Keep the pictures out of your copy. Transcribe the records below exactly.

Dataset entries
┌──
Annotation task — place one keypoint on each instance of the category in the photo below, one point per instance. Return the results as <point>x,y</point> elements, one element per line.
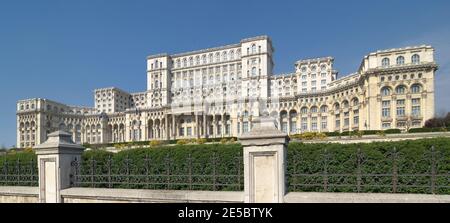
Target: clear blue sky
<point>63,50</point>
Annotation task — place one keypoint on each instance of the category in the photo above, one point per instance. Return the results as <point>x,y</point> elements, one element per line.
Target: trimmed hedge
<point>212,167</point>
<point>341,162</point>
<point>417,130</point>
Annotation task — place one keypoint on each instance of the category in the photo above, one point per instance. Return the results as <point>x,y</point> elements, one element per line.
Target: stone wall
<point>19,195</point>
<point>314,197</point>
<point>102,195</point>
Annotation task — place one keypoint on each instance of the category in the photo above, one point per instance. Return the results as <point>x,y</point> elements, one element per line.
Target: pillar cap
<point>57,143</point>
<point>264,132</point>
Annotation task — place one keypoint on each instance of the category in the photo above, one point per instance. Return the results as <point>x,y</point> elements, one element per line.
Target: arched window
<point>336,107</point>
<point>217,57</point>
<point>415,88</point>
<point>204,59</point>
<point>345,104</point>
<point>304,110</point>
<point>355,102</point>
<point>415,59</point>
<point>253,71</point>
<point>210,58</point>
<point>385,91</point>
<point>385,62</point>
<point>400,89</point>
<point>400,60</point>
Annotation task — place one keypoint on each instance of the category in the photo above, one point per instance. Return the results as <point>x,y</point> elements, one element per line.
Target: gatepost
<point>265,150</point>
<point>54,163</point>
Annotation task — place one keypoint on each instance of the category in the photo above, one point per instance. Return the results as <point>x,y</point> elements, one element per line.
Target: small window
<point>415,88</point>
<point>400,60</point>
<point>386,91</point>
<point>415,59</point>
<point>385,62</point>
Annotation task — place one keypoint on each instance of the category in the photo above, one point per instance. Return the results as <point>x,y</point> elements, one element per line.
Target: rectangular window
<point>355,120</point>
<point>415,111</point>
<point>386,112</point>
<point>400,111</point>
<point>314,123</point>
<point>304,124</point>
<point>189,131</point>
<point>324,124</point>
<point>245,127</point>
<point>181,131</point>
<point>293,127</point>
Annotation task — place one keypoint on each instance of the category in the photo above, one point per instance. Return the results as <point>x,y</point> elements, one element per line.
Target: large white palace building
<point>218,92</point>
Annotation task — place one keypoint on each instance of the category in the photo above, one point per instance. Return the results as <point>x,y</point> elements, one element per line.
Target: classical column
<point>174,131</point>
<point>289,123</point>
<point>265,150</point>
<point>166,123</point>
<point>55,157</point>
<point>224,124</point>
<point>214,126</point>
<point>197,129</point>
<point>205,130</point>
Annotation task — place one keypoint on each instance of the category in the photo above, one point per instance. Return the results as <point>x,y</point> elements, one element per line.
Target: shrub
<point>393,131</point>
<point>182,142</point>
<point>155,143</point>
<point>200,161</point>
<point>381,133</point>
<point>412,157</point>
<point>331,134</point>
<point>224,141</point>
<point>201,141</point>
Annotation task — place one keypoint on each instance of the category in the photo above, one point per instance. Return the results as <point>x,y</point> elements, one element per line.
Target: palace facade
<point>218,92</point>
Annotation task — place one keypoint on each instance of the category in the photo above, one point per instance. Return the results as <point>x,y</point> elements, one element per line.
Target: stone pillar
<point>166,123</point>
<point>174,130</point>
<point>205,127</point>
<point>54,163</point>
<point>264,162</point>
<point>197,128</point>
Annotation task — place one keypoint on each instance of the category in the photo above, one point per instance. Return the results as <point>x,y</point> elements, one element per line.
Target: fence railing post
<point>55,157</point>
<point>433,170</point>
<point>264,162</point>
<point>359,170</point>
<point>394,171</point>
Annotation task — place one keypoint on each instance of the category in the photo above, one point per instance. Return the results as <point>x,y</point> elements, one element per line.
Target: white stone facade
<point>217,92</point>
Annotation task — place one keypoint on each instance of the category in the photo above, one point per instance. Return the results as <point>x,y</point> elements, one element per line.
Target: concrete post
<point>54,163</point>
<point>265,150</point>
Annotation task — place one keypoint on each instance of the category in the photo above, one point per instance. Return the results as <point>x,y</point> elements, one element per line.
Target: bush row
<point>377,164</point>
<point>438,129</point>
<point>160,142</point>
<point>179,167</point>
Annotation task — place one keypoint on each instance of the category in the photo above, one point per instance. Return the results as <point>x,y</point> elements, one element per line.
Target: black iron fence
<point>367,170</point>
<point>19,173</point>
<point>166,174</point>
└──
• [RESPONSE TO THIS EXERCISE]
Annotation task — place one keypoint on each instance of the category in the photo below, one point per instance. Return the results as <point>x,y</point> elements, one element per line.
Target: clear blue sky
<point>63,50</point>
Annotation task — place one keypoint on each instance of the category in the photo above, one point per instance. Return the results as <point>x,y</point> elements, one element per line.
Target: trimmed hedge
<point>212,167</point>
<point>341,162</point>
<point>417,130</point>
Annotation task — place one keypoint on each instance of the category in the photo above, one point per instance. Return the results as <point>x,y</point> elements, one element per line.
Target: stone wall
<point>19,195</point>
<point>314,197</point>
<point>102,195</point>
Annotation task — place one keypoint on each instance of the category in the photo above, one point per instance. Return the results as <point>x,y</point> elements, one element per line.
Target: pillar cap
<point>57,143</point>
<point>264,132</point>
Annotation task — place one keypoint on each instance of the category in the photo above, one point per instance. Return the results as <point>x,y</point> elements, one element per line.
Target: arched window
<point>336,107</point>
<point>217,57</point>
<point>415,88</point>
<point>204,59</point>
<point>345,104</point>
<point>304,110</point>
<point>355,102</point>
<point>415,59</point>
<point>253,71</point>
<point>210,58</point>
<point>385,91</point>
<point>385,62</point>
<point>400,89</point>
<point>400,60</point>
Annotation task — place one keypoint on each instance of the category in the photo above, one point per instance. Return the results as <point>x,y</point> elements, one element per line.
Target: gatepost
<point>265,150</point>
<point>54,163</point>
Annotation task — place one keypoint on each instance of the category in the photo above, one point per instance. Return the results as <point>x,y</point> elements, one element per line.
Target: small window
<point>415,88</point>
<point>400,60</point>
<point>386,91</point>
<point>415,59</point>
<point>385,62</point>
Annotation task — place one keypoint on each instance of the category in the photo above, one point per instance. Return the results as <point>x,y</point> elements, one element per line.
Target: rectangular window
<point>355,120</point>
<point>415,111</point>
<point>386,112</point>
<point>400,111</point>
<point>314,123</point>
<point>304,124</point>
<point>189,131</point>
<point>324,124</point>
<point>245,127</point>
<point>181,131</point>
<point>293,127</point>
Annotation task — place one keypoint on each instance of the category in the photo above, one point per instance. Return the results as <point>x,y</point> elements, one element per line.
Target: large white palace building
<point>218,92</point>
Annotation task — place one keypoint on each instance of the category in the photo above, one point per instance. Return the results as <point>x,y</point> elements, one element per line.
Target: classical column
<point>174,131</point>
<point>289,123</point>
<point>265,150</point>
<point>166,123</point>
<point>55,157</point>
<point>224,124</point>
<point>214,126</point>
<point>197,129</point>
<point>205,130</point>
Annotation task — place one keypoint on each instance of the category in the photo above, one point per instance. Return the results as <point>x,y</point> elements, one element per line.
Target: shrub
<point>393,131</point>
<point>182,142</point>
<point>155,143</point>
<point>200,161</point>
<point>381,133</point>
<point>412,157</point>
<point>331,134</point>
<point>224,141</point>
<point>201,141</point>
Annotation task — place one keypoint on each instance of the category in the photo above, one point per instance. Return the results as <point>x,y</point> elements, one element per line.
Target: palace facade
<point>218,92</point>
Annotation task — place one keypoint on each instance of the category in the photo above, one point per instance. Return the results as <point>x,y</point> elements, one element per line.
Target: stone pillar
<point>166,123</point>
<point>174,130</point>
<point>205,127</point>
<point>54,163</point>
<point>264,162</point>
<point>197,128</point>
Annotation task — place one keypoint on each instance of the category in the photo above, one point per instance. Return the results as <point>x,y</point> elements, one element per line.
Target: fence railing post
<point>55,157</point>
<point>433,170</point>
<point>264,162</point>
<point>359,170</point>
<point>394,171</point>
Annotation task — place one keypoint on each instance of the category in the photo above, one point per instance. Return the results as <point>x,y</point> elements, one element per line.
Target: white stone facade
<point>217,92</point>
Annotation task — place one keypoint on each instance of the category in the photo above, one point per instance. Return the results as <point>x,y</point> elements, one element per line.
Target: concrete post
<point>54,163</point>
<point>265,150</point>
Annotation task — place one keypoint on each instance of the category in the photo above, one point per instance. Return the results as <point>x,y</point> elements, one element per line.
Target: bush row
<point>377,164</point>
<point>438,129</point>
<point>160,142</point>
<point>179,167</point>
Annotation task — place one keypoint on each instance of the category in the photo above, one point per instance. Return the results as <point>x,y</point> elements, one element per line.
Target: black iron fence
<point>367,170</point>
<point>19,173</point>
<point>166,174</point>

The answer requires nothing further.